--- START ---

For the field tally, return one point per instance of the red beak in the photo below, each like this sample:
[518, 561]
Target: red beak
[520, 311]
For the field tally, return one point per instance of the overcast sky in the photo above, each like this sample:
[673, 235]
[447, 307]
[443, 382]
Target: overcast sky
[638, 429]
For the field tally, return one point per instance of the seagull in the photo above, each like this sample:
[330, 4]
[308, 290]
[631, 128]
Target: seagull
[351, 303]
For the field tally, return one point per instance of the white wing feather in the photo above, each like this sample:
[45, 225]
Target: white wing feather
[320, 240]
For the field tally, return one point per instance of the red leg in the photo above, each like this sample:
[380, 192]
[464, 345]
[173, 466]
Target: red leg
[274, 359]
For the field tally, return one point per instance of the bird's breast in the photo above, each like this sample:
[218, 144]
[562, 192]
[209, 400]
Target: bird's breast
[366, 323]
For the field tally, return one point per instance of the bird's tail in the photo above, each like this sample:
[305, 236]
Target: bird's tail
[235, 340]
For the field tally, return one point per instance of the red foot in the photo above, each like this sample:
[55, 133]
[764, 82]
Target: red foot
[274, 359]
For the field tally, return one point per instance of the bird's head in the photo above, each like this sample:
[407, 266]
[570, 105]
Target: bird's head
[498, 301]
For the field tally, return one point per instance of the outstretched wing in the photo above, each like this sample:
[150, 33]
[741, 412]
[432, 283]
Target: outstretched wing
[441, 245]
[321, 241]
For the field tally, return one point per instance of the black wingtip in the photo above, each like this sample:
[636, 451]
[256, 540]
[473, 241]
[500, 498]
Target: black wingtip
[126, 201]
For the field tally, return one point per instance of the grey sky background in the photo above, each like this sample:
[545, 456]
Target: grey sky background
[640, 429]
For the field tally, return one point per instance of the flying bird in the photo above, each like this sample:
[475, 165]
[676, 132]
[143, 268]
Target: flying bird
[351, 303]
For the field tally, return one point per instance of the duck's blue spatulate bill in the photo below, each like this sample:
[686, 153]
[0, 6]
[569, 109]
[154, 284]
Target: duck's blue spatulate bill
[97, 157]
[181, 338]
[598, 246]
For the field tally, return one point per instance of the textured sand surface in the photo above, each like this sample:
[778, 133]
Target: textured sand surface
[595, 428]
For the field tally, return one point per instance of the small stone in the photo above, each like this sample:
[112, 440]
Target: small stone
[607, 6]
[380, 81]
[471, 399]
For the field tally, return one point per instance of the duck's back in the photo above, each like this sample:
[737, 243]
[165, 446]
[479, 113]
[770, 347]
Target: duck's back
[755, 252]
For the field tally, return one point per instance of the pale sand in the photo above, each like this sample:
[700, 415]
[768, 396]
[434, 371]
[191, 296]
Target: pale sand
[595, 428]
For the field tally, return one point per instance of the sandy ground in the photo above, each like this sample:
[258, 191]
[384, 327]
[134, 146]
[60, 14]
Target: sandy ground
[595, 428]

--- END ---

> _WHAT THE TASK ASKS_:
Repeat the data above. Change nothing.

> _SOLUTION BELOW_:
For the field tally, return one point per instance of the red beak in the photo below, each like this sample:
[518, 561]
Target: red beak
[520, 311]
For the field tally, return one point per instance of the overcast sky in the photo above, each like this sample:
[673, 235]
[447, 307]
[443, 382]
Target: overcast sky
[638, 429]
For the field tally, return one point per instance of the seagull in the photo above, each like this sample:
[330, 4]
[308, 290]
[631, 128]
Target: seagull
[351, 303]
For the field tally, return one point per instance of the white wing feather in the photo above, each like this sample:
[45, 225]
Target: white wing feather
[320, 240]
For the field tally, return one point per instance of the red leg in the photo above, each like this sample:
[380, 192]
[464, 345]
[173, 466]
Target: red leg
[274, 359]
For the field tally, return one point per instance of the bird's breast in the photo above, each like this sample:
[218, 144]
[562, 192]
[209, 400]
Target: bird's breast
[366, 323]
For the field tally, return one point per instance of the bird's tail in the photo above, each like this sample:
[305, 236]
Target: bird's tail
[235, 340]
For the field tally, return one point per instance of the red foot in the photo above, each like this sample:
[55, 133]
[764, 82]
Target: red foot
[274, 359]
For the field tally, return one point per instance of the bird's head in the photo above, each like this sample:
[407, 266]
[570, 105]
Target: bird's head
[498, 301]
For the field tally, return one point per instance of the outstretched wing in the photo above, each like this sample:
[150, 33]
[741, 412]
[432, 283]
Target: outstretched wing
[441, 245]
[321, 241]
For the field tally, return one point per instance of the black wingtip in the photo above, each like this sample:
[636, 451]
[256, 540]
[473, 241]
[500, 498]
Target: black wingtip
[126, 201]
For the field tally, return one point per instance of the grey sky background in the photo above, each like this sample:
[545, 456]
Target: grey sky background
[640, 429]
For the field tally, return one point per instance of the flying bird in the photo above, each like this sample:
[475, 165]
[676, 132]
[143, 268]
Target: flying bird
[351, 303]
For the field tally, return one point per instance of the duck's blue spatulate bill in the photo below, each like this sample:
[686, 153]
[0, 6]
[569, 109]
[154, 284]
Target: duck's blue spatulate bill
[97, 157]
[181, 338]
[598, 246]
For the field tally, return one point per instance of the textured sand surface in the photo above, each like this sample:
[778, 133]
Target: textured sand surface
[595, 428]
For the field tally, return one point per instance of the small stone in the photo above, each like this sample:
[112, 440]
Target: small stone
[607, 6]
[380, 81]
[471, 399]
For the field tally, return one point per instance of the duck's back in the photo above, each like this sample:
[737, 243]
[165, 446]
[479, 113]
[770, 347]
Target: duck's back
[755, 252]
For the field tally, return one point per instance of the pale sand in the photo above, each like this sample:
[700, 415]
[768, 396]
[434, 371]
[191, 296]
Target: pale sand
[595, 428]
For the field tally, return one point per instance of the sandy ground in the photo above, each like this sample:
[258, 191]
[384, 327]
[134, 146]
[60, 14]
Target: sandy ground
[595, 428]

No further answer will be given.